## QUELLE
---

Vor 100 Jahren, am 2. Januar 1916, fand in Berlin die erste Reichskonferenz der »Gruppe Internationale« statt

Am Abend des 4. August 1914, unmittelbar nach der Zustimmung der Reichstagsfraktion der SPD zu den Kriegskrediten, lud Rosa Luxemburg einige enge politische Freunde – Hermann Duncker, Hugo Eberlein, Julian Marchlewski, Franz Mehring, Ernst Meyer und Wilhelm Pieck – in ihre Wohnung ein, um das weitere Vorgehen zu beraten. Der »Gruppe Internationale«, die an diesem Abend entstand, schlossen sich in den folgenden Tagen mit Martha Arendsee, Fritz Ausländer, Heinrich Brandler, Käte Duncker, Otto Gabel, Otto Geithner, Leo Jogiches, Karl Liebknecht sowie August und Bertha Thalheimer weitere prominente Linke an.

---

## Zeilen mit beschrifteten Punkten
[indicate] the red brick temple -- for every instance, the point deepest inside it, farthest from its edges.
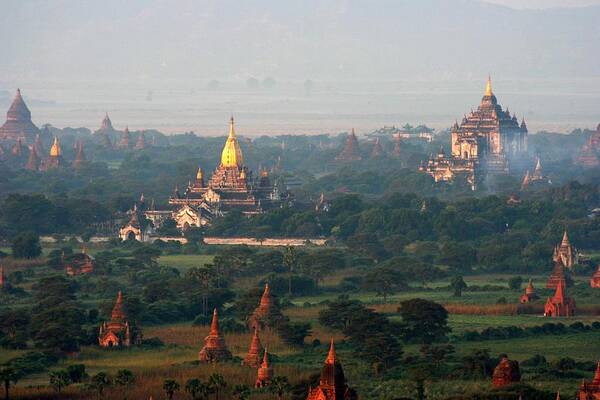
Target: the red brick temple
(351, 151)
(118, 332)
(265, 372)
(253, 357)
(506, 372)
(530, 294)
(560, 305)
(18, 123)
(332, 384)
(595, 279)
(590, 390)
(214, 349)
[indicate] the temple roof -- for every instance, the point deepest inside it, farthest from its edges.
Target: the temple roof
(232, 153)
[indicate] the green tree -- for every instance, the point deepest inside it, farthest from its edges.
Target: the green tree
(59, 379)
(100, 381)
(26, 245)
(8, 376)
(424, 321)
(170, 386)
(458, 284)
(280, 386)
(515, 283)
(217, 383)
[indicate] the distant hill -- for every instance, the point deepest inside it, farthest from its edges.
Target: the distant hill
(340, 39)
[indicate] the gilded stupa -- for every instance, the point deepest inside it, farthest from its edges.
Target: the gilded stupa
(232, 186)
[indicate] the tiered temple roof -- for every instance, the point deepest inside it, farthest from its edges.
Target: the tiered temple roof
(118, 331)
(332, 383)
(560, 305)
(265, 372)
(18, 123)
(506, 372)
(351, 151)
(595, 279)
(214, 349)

---

## ZIEL
Wann und wo fand laut der Quelle die erste Reichskonferenz der »Gruppe Internationale« statt?

## ENDERGEBNIS
Sie fand am 2. Januar 1916 in Berlin statt.